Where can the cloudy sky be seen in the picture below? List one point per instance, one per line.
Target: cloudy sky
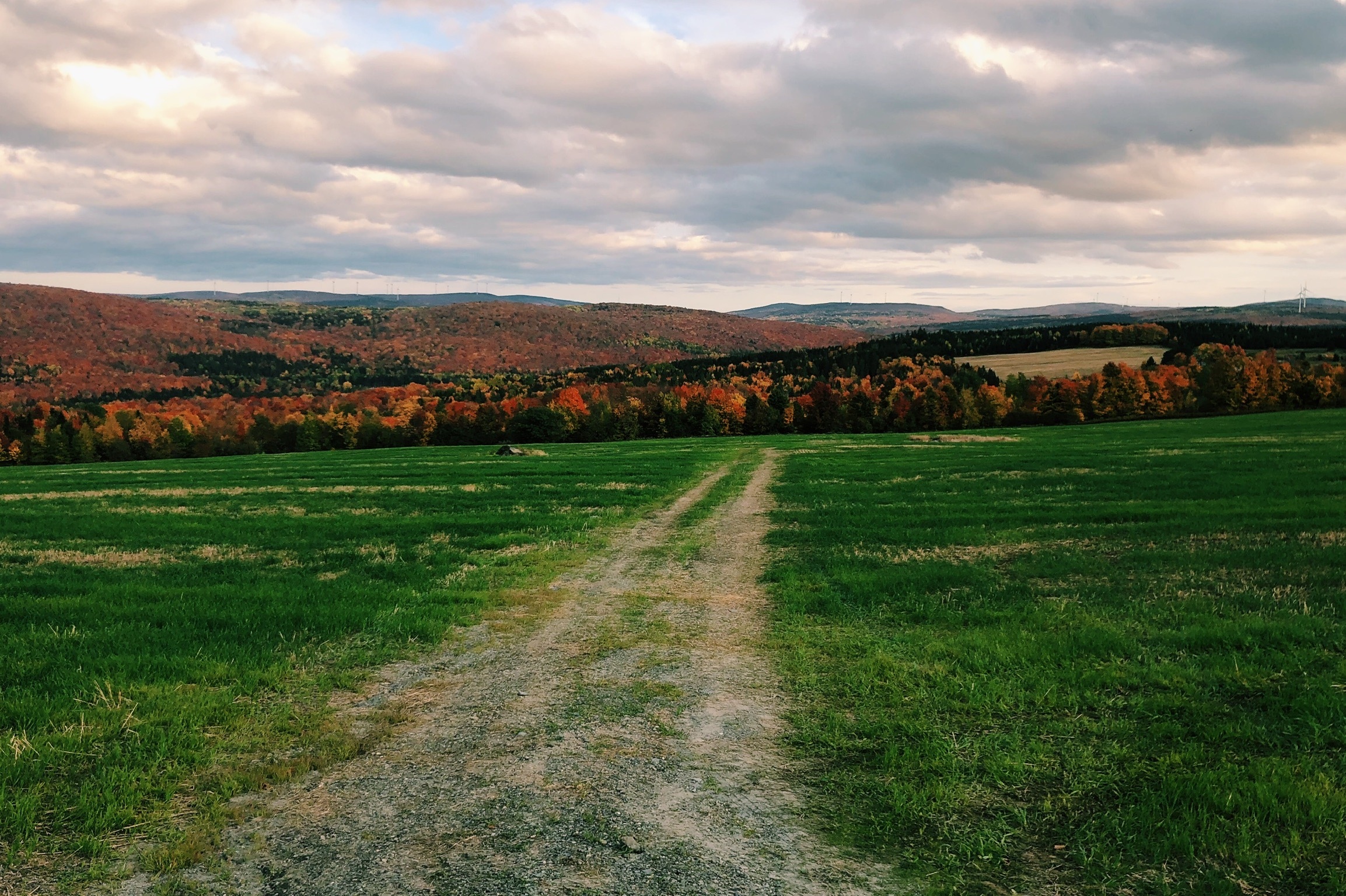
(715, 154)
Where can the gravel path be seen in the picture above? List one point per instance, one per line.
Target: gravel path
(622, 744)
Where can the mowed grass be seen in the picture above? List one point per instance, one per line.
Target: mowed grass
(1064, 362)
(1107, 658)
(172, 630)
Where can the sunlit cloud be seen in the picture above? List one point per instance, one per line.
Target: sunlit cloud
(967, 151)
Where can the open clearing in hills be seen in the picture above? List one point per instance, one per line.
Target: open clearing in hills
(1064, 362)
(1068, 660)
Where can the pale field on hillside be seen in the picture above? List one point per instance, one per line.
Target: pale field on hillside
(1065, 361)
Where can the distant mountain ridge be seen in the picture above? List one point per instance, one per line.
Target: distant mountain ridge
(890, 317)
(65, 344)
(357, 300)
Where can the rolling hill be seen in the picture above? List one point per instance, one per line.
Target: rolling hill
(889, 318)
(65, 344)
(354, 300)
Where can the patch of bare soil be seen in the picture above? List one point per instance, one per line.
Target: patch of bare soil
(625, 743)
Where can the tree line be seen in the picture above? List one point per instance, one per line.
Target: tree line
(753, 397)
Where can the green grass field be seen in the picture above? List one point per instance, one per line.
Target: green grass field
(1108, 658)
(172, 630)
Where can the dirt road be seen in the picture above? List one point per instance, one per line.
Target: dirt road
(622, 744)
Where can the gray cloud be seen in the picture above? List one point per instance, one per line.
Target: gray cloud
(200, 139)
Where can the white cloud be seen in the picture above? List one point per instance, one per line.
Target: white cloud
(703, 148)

■ **TASK BRIEF**:
The copy you produce must repeat all the entries exactly and contain no pictures.

■ **EXERCISE SOLUTION**:
Where can the cloudy sky be seen in the picture below? List one point per instance, one per line.
Target: cloudy sky
(715, 154)
Where can the gravel path be seen in the picture above? List one point per instance, one per line.
Target: gravel path
(622, 744)
Where can the mowed grass be seen in the picture above? List one point per instance, one per line.
Target: mowed grass
(1064, 362)
(1107, 658)
(172, 630)
Where can the sunlit cloud be seen in the picture above? List one point per instance, one per line.
Target: sunlit cloud
(967, 151)
Where can the open clearing in hills be seen in the picture above? List one point per instance, one per line.
Target: open clearing in hills
(1064, 362)
(1068, 660)
Where can the pale field on hillside be seen in the picture above? List one point per instance, one per line.
Target: pale field on hillside
(1065, 361)
Where can the distant mountain ridge be seen in the picture above? List one point per instance, one per line.
Target: distant mountain ridge
(890, 317)
(65, 344)
(357, 300)
Where can the rolling hill be seen in the picture above? List one point per instance, one per line.
Target: rolling hill
(889, 318)
(65, 344)
(354, 300)
Where can the patch of bare soil be seen in the picture above? List one point per instance, one per line.
Target: patch of bare soil
(625, 743)
Where can the tree line be seen in the picture above? List one point per instance, one per line.
Target: tree line
(753, 397)
Where can the green grass field be seen in the picture above? List one point per instance, one per line.
Target: green grass field
(1108, 658)
(172, 630)
Where can the dirt road be seen in the picture above? List one point per instance, one per line.
Target: dirt road
(622, 744)
Where can the gray cloud be seen in the picture above? List one point per instance, one per line.
Target: gray cloud
(200, 139)
Where can the white cloud be seen in the picture above? List one point per instance, one per line.
Target: white cloud
(703, 148)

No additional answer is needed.